(YOUR OBJECTIVE) All of the records are to be reproduced exactly.

* * * * * * *

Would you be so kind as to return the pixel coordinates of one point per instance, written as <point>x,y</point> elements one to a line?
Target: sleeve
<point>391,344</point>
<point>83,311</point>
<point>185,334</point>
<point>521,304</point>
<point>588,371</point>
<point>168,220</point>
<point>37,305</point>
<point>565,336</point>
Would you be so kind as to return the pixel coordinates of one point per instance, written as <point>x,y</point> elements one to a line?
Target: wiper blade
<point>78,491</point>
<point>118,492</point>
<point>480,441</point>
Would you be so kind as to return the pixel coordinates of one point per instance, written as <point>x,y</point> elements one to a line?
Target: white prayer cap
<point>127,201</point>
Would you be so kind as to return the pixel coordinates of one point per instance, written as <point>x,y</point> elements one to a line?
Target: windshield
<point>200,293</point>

* * * * * * *

(RESPONSE)
Would you be so kind as to return the pixel coordinates of one point per instance, written as <point>x,y</point> elements one to a line?
Target: sleeve
<point>391,344</point>
<point>83,311</point>
<point>185,334</point>
<point>521,304</point>
<point>588,371</point>
<point>168,220</point>
<point>37,305</point>
<point>565,336</point>
Would you be so kind as to return the pixel coordinates of one point per instance, written as <point>x,y</point> elements one to a line?
Target: wiper blade
<point>78,491</point>
<point>118,492</point>
<point>480,441</point>
Would you be so kind as to return the pixel coordinates of one point per instance, written as <point>x,y</point> elements one to a line?
Target: white prayer cap
<point>127,201</point>
Would you be so kind as to return the pixel coordinates of one point per instance, written as <point>x,y</point> elements one to a line?
Target: windshield
<point>200,293</point>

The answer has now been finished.